Отрывок
# # #
Инспектор большой формалист и малую толику свиреп. Только географ да ботаник больно чудны, а батька, вроде Коробки, сильно жестикулирует. Математик там замечательно толковый и смирный. Вообще это училище куда лучше Самарского.
Вчера весь день шел дождь и улица превратилась в реку. Жив и здоров.
100 000 целую тебя
Твой Леля.
Изучаем геометрию, и я теперь очень горд, и [на] мелюзгу третьеклассников смотрю с пренебрежением»{63}.
Учился он так и сяк. Александра Леонтьевна, которая в Сызрани скучала, жаловалась мужу на одиночество и на то, что у нее нет второго тома «Капитала», об успехах сына сообщала:
«Леля сегодня в училище сидел без обеда, главное за то, что забыл классную тетрадь для записывания уроков и отметок, а его как раз и вызвали на грех. Потом еще за то, что не послушался классного надзирателя и не застегнул шинели на улице и шел нараспашку, и за шалость во время урока З[акона] Б[ожьего]. Последнее он отвергает, говорит, что шалил не он, а другие. До сих пор он еще не получил отметок, готовит же уроки легко и скоро, да и задают им не бог знает сколько, иногда даже время остается, чтобы читать и погулять.
Геометрию он по книжке и не готовит. Учитель им диктует, они записывают, и он говорит, что остается не учить, а только повторить. С алгеброй похуже: не всегда может сделать заданную задачу. Один раз у товарища списал и сегодня не знает, как приняться, пошел к товарищу, чтобы вместе сделать»{64}.
Потом с учебой наладилось, но не сразу нашлись друзья: «Бедный мальчик, ему, верно, предстоит общая с нами участь: не находит он себе товарищей по душе, он льнет к людям, а они не платят ему тем же. Он ищет душевности, которой никто ему дать не может…»{65}
После стольких замкнутых деревенских лет подросток Толстой с трудом входил в общество, а когда освоился, стал дружить с детьми более старшего возраста.
Он и сам взрослел очень быстро, почерк, тон, содержание его писем стремительно менялись. Он размышлял о себе, о своем характере и отношениях с другими людьми, сравнивал хорошо знакомую ему деревенскую жизнь с тем, как живут в городе дворяне, чувствовал, что он не такой, как все, и писал отцу:
«Дорогой папутя.
# # #
Показанные строки
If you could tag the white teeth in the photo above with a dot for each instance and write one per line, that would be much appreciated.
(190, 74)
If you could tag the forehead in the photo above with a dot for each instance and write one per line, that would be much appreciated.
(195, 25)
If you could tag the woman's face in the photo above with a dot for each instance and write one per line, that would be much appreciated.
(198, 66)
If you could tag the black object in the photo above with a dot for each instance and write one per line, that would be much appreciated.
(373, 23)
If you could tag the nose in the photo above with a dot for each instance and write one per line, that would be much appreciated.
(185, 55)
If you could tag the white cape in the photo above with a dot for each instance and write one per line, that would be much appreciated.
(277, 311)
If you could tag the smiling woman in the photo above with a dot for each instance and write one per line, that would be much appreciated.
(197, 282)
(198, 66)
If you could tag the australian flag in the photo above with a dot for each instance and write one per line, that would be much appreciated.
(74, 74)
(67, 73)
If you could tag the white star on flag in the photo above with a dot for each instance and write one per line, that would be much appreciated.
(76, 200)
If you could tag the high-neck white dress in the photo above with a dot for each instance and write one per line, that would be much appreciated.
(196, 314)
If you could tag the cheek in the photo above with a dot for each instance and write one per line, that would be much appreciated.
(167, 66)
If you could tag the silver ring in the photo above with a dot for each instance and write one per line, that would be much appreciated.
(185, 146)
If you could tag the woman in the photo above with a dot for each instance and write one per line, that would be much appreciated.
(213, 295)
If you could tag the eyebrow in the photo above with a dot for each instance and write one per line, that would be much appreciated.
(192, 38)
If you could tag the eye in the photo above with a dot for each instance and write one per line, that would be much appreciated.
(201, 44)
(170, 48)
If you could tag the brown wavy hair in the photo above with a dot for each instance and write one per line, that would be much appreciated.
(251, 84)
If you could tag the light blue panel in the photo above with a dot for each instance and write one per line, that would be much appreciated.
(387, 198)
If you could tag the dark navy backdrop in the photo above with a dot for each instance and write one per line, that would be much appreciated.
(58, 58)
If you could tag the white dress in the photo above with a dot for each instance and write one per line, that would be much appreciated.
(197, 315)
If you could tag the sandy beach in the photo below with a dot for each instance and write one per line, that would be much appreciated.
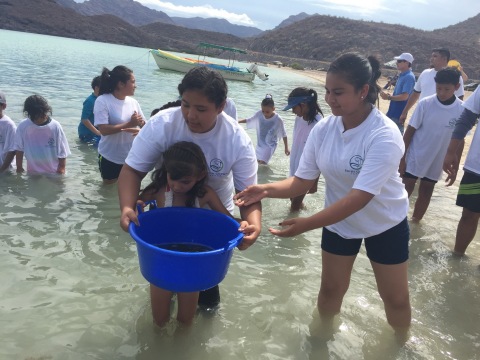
# # #
Цель
Продолжи отрывок об учебе подростка Толстого в Сызрани, начав письмо сразу после обращения «Дорогой папутя.». Строки — самостоятельный материал, отдельный от отрывка.

Результат ниже
Мамуня сейчас прочла твое письмо мне. Я думаю, что это правда, что мало можно найти хороших качеств в крестьянах, но это ведь недостаток развития. У них нет других интересов, как в праздник нарядиться и вечером побегать за девками. Например, возьми Колю Д[евятова]. Он уже все-таки получил большее развитие, чем другие мальчики, ну зато он и менее обращает внимание на одежду и не бегает за девками. Да эти же черты встречаются и у реалистов. Шлен-данье по Большой улице за барышнями есть почти то же, только у нас есть все-таки доля рыцарства, чего у крестьянских парней и в помине нету. Года три тому назад реалисты подставляли гимназисткам ножки, а крестьянские ребятишки действуют немного иначе: прямо толкнут в снег: «эдак-де сподручнее». Знаешь, папуня, по-моему, реалисты здесь ничегошеньки не читают, и не читали, и о литературных вечерах, по-моему, и думать нечего. Впрочем, может быть, они читают, да я с этими незнаком, но только знакомые мне реалисты ничего не читают, это я могу засвидетельствовать, нет, постой, есть один, — Софотеров. Этот занимается этим, только, избави Господи, чтобы он сказал свое впечатление. Да и я, папа, мало читаю.
Ты верно сказал, что меня будут сторониться, я ни с кем не дружен, может быть, подружусь с Пушкиными. Я думаю, что у меня такой характер дурной, или у реалистов, не знаю. Благодарю тебя, папуня, за письмецо. Напиши еще. Целую тебя, дорогой папутя.
Твой Леля»{66}.
Его притягивали не просто мальчики и девочки более старшего возраста. Его тянула иная среда, дворянская, и Востром с его остро развитым социальным чувством, сам полудворянин-полумещанин, это хорошо видел. Не решаясь прямо писать молодому, хотя еще и не признанному пасынку-графу, в отношениях с которым неизбежно вкралась бы какая-то двусмысленность[3], Алексей Аполлонович предупреждал жену с поразительной долей трезвости и прагматичности:
«Помещичья среда, теплая, приятная среда, основанная, однако, на чужом труде, имеет большое сходство с теплицей. Не думаю, чтобы эта среда обеспечивала своим питомцам счастье в жизни. Скорее — наоборот. <…> В том, что Лелю тянет в среду «дворянскую», — в этом я не вижу еще доказательства того, что долголетние социальные перегородки входят в природу человека. Может быть, это и так, но я думаю, что у Лели для этого есть и другие прецеденты.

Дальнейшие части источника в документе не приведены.